### Challenge
Copy every line of the material below word for word, changing nothing.

### Provided information
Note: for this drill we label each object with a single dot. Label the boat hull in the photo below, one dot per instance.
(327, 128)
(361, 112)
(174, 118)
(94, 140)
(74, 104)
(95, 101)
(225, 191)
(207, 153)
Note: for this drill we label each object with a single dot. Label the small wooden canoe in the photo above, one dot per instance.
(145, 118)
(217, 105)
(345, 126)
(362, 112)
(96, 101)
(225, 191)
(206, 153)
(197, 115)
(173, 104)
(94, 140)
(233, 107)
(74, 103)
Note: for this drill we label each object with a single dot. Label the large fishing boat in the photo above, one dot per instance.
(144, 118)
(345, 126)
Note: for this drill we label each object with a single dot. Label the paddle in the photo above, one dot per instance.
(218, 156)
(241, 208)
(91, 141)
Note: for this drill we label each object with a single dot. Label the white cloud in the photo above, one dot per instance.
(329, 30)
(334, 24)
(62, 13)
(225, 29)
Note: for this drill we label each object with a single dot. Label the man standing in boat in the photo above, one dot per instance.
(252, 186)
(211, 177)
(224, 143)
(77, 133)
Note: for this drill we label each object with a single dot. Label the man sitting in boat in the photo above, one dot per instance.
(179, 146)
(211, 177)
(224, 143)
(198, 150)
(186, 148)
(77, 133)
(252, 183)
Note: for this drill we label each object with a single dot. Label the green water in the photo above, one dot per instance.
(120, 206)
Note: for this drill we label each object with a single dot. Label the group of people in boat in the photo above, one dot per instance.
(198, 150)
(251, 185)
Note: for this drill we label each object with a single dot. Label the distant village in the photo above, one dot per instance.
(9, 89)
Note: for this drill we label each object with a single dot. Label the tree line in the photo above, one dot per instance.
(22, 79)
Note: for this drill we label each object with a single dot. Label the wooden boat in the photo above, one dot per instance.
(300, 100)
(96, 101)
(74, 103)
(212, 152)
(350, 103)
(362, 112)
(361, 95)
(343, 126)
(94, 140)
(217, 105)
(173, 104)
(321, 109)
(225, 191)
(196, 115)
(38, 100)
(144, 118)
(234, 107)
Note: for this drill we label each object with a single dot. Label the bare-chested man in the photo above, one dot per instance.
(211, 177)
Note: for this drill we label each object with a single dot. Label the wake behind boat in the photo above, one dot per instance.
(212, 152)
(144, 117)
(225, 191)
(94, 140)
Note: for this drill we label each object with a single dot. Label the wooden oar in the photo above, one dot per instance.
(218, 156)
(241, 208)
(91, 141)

### Full output
Note: for this drill we label each object with a single dot. Label the boat hull in the photo below, one dot per instance.
(327, 128)
(361, 112)
(174, 118)
(94, 140)
(74, 104)
(95, 101)
(225, 191)
(207, 153)
Note: for this drill we label each object with a single dot. Label the small wooden canoe in the photo above, one dot per instance.
(145, 118)
(217, 105)
(345, 126)
(362, 112)
(96, 101)
(225, 191)
(206, 153)
(197, 115)
(173, 104)
(94, 140)
(233, 107)
(74, 103)
Note: for this drill we label each object with a single dot. Label the large fishing boat in the photo above, one dot per instance.
(144, 118)
(345, 126)
Note: for this drill we label each object with a single dot. Label the paddle in the photo above, one dot per instance.
(218, 156)
(241, 208)
(91, 141)
Note: for this drill we label each object with a single dot. Label the white cloud in the photo above, one dot per instance.
(329, 30)
(334, 24)
(62, 13)
(225, 29)
Note: for this drill we label each object with a single dot. Label the man standing in boat in the photo above, one dot per instance.
(252, 186)
(211, 177)
(224, 143)
(77, 133)
Note: for this drill we label each object with a single dot. Label the man sitting in boat in the photo above, one dot per instance.
(179, 146)
(211, 177)
(224, 143)
(198, 150)
(186, 148)
(77, 133)
(252, 183)
Note: for this drill we label each object with a single dot. Label the green water in the photo above, one dot per instance.
(120, 206)
Note: for this drill we label each object with a single dot. Label the group of people in boat in the photo above, one dot per instance.
(198, 150)
(251, 185)
Note: for this drill we label each object with a single dot. Label the distant village in the photo above, one dot per instance.
(9, 89)
Note: for this drill we label each object with a single dot. Label the tree line in the photo above, one dot per instance.
(22, 79)
Note: for this drill we label each object with a single dot. Label the wooden boat in the photo above, one dot per instance.
(300, 100)
(96, 101)
(74, 103)
(212, 152)
(350, 103)
(362, 112)
(361, 95)
(343, 126)
(94, 140)
(217, 105)
(173, 104)
(321, 109)
(225, 191)
(196, 115)
(38, 100)
(144, 118)
(234, 107)
Note: for this drill we label each object with a single dot. Label the bare-chested man in the photo above, one dot per instance.
(211, 177)
Note: for this drill we label each object with a single dot. Label the wake behind boat in the photo above, one dot per instance.
(212, 152)
(144, 117)
(225, 191)
(94, 140)
Note: for this drill we label each object with a single dot. Label the wooden oar in the photo above, one dot per instance.
(218, 156)
(241, 208)
(91, 141)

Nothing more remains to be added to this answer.